This exercise calls for an exact copy of the listing, with no pictures kept.

(Data to use)
──────────

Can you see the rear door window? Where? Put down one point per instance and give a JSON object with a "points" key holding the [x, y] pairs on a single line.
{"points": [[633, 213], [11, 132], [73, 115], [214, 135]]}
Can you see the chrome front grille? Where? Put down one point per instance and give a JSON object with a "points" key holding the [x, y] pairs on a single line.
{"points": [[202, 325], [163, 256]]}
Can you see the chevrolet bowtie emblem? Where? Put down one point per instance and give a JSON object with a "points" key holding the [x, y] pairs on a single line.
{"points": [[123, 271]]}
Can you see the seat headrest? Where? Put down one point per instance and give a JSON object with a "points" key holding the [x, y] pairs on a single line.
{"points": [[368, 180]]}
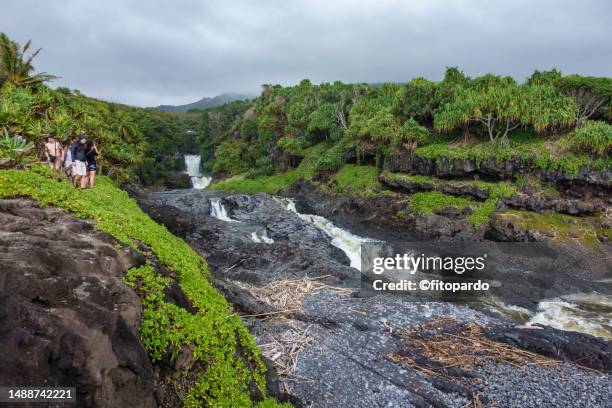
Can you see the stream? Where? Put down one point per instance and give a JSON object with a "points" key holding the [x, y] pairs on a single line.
{"points": [[341, 337], [583, 312]]}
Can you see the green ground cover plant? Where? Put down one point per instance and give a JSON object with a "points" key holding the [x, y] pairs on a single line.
{"points": [[231, 361]]}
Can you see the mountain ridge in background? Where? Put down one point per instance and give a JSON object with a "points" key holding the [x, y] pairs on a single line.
{"points": [[206, 102]]}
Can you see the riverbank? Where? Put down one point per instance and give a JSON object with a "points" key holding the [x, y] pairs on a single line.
{"points": [[192, 350], [331, 345]]}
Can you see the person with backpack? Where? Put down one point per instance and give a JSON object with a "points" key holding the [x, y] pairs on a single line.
{"points": [[53, 152], [79, 161], [91, 151]]}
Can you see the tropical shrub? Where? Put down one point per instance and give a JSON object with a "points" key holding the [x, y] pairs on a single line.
{"points": [[592, 95], [592, 137]]}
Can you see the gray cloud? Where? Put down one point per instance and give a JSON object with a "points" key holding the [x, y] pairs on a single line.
{"points": [[152, 52]]}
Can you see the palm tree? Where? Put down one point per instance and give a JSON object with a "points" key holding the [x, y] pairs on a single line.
{"points": [[16, 67]]}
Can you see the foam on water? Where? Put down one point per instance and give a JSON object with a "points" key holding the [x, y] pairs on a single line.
{"points": [[261, 238], [198, 180], [218, 211], [586, 313], [349, 243]]}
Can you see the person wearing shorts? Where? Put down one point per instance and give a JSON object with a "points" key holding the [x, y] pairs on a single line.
{"points": [[53, 153], [79, 161], [91, 151]]}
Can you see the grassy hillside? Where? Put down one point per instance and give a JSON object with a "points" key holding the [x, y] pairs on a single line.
{"points": [[230, 360]]}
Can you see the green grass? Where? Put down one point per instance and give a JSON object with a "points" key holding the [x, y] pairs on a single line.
{"points": [[430, 201], [482, 211], [276, 182], [561, 227], [231, 362], [526, 146], [352, 179], [264, 184]]}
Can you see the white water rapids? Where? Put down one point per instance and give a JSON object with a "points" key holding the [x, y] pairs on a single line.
{"points": [[198, 180], [586, 313], [218, 211], [349, 243]]}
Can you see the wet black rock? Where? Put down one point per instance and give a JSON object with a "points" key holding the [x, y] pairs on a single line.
{"points": [[66, 317], [581, 349], [498, 170]]}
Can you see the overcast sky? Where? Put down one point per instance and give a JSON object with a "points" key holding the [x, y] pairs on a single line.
{"points": [[146, 52]]}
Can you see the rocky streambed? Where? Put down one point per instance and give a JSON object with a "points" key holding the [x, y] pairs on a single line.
{"points": [[290, 274]]}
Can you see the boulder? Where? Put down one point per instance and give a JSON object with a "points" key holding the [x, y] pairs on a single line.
{"points": [[66, 317]]}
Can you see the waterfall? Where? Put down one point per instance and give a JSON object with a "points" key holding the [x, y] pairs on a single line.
{"points": [[581, 312], [198, 180], [217, 210], [349, 243], [261, 238]]}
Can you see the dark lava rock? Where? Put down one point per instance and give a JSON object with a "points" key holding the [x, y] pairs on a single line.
{"points": [[499, 170], [578, 348], [545, 202], [300, 249], [66, 317]]}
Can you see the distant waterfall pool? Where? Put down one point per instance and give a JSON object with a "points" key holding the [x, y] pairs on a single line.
{"points": [[199, 181]]}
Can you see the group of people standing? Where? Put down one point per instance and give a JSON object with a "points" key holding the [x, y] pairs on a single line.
{"points": [[77, 161]]}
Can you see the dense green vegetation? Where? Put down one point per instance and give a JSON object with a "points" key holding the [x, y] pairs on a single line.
{"points": [[230, 360], [430, 201], [488, 117]]}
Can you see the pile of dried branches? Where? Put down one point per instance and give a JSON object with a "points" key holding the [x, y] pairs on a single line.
{"points": [[284, 348], [449, 348], [288, 295]]}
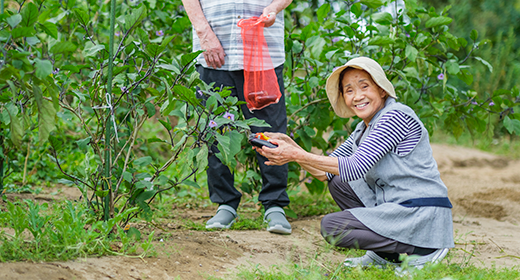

──────────

(Task result)
Can you see the rear door window? Where? Put down one point per instance and give a JSON object with a "points" key holding the [x, y] pairs on a single line.
{"points": [[633, 213], [11, 132], [73, 115], [214, 135]]}
Can you see the chrome front grille? Where? Put down one point per instance and give a JSON object with a "points" key holding the [x, y] pairs on a single line.
{"points": [[202, 325], [163, 256]]}
Can you see the chevrolet bowtie emblem? Where? Put down one point per instance and give a JSON object with a "points" key holding the [x, y] pairs on a single line.
{"points": [[123, 271]]}
Can you see the seat headrest? Where? Put down one point per instance and give a JSON object with a "points" key holding the [x, y] pairs on a single line.
{"points": [[368, 180]]}
Can you see the stream? Where? Put down one point per instance and give a JSON object with a "points" key holding the [x, y] pairs on a single line.
{"points": [[341, 337], [583, 312]]}
Can you see the green ground cover plant? Where? Put down one point per instance and give a JSON object with a "points" key holding the [x, y] pairs on a single line.
{"points": [[231, 361]]}
Can you see the mountain ridge in background? Where? Put down one point per instance and give a JSON object with a "points" key holding the [x, y] pairs on a single line.
{"points": [[206, 102]]}
Can you see the riverbank? Where? Put down one point per instance and give a JSON object with a "points" key holding the [x, y] pairs on a single line.
{"points": [[192, 350], [331, 345]]}
Can you see the person with backpack? Where? Put down one point per instance and give a JSON object with a "points" key holding the [x, y] pairs on a single line.
{"points": [[53, 152], [79, 161], [91, 151]]}
Can you see the tropical shrub? Where? Put down one point per instance and give a JSON object with a "points" key holding the [x, y] pairs on a single line.
{"points": [[592, 95], [592, 137]]}
Can you see the gray cloud? Where? Put down one point per instance and give a JSON object with a "points" key holding the [x, y] pairs on a single line.
{"points": [[152, 52]]}
Can you see the palm tree? Where? Put down one point per instance and give a JSON object with a "points" key holding the [x, y] pairs on a single line.
{"points": [[16, 67]]}
Can you see the foam on water? Where? Put down one point per instance and give a JSON object with a "points" key holding the [x, y] pairs on a single line.
{"points": [[261, 238], [198, 180], [218, 211], [586, 313], [349, 243]]}
Can you see the person wearing shorts? Where? Put down one point per instance and give a JSON object with a "points" key holding the [x, y] pairs on a single line.
{"points": [[53, 153], [79, 161], [91, 151]]}
Can you see the grassy hillside? Where? Put down one point per instance and give a JSON object with a "points" key holding the [x, y] pairs on a single line.
{"points": [[230, 360]]}
Can you see the green grass? Where? Put down one point per instance and give a JSON object with a "points" key holding the [x, y] pairs on a single line.
{"points": [[430, 201], [482, 211], [276, 182], [561, 227], [231, 362], [526, 146], [352, 179], [264, 184]]}
Can you see the white water rapids? Where? Put down one point per instance and give a JSON object with a "points" key holding the [x, y] pairs on a single line.
{"points": [[198, 180], [586, 313], [218, 211], [349, 243]]}
Can you see the wet black rock? Where? Put down one point per instance and give a JSON object with a "points" key holding the [x, y] pairs on a single line.
{"points": [[66, 317], [581, 349], [498, 170]]}
Can you see the overcast sky? Where? Put down one point per instance and give a JSON object with a "points" key holding the [x, y] pairs on a single line.
{"points": [[146, 52]]}
Can you see the rocky streambed? Where? Put down one point per instance and give a JSON object with a "points" key holding the [x, y] pairs on a single line.
{"points": [[290, 274]]}
Can you see the boulder? Where? Put down one point per instance and give a JSON object with a "points" key holding the [x, y] pairs on a single line.
{"points": [[66, 317]]}
Can you see the waterfall? Where? Put down one point per instance and give a JSON object with a "points" key holding the [x, y] pairs on a single line.
{"points": [[581, 312], [198, 180], [217, 210], [349, 243], [261, 238]]}
Can you see the dark lava rock? Where? Put down one point per instance and give a JSON object with a "points" key holding the [x, y] pairs on a single line.
{"points": [[499, 170], [578, 348], [545, 202], [300, 249], [66, 317]]}
Can you see the distant waterfall pool? Where? Put down one point per instance and give a JSON object with a "points" key holding the [x, y] pairs on a single line.
{"points": [[199, 181]]}
Can you see the group of people standing? Where? Put down one point per instance and give a JSON object with a "points" key holding the [x, y] pairs on a single line.
{"points": [[77, 161]]}
Can you see the dense green vegetation? Where? Put down one point per instance and give a JSON object with a "points" key holding the [x, y] pairs on a single line.
{"points": [[230, 360], [430, 201], [488, 117]]}
Can you see the pile of dried branches? Where? Put down one point per instance and give a JSON object with a "points" key holding the [x, y] pairs on a single line.
{"points": [[284, 348], [449, 348], [288, 295]]}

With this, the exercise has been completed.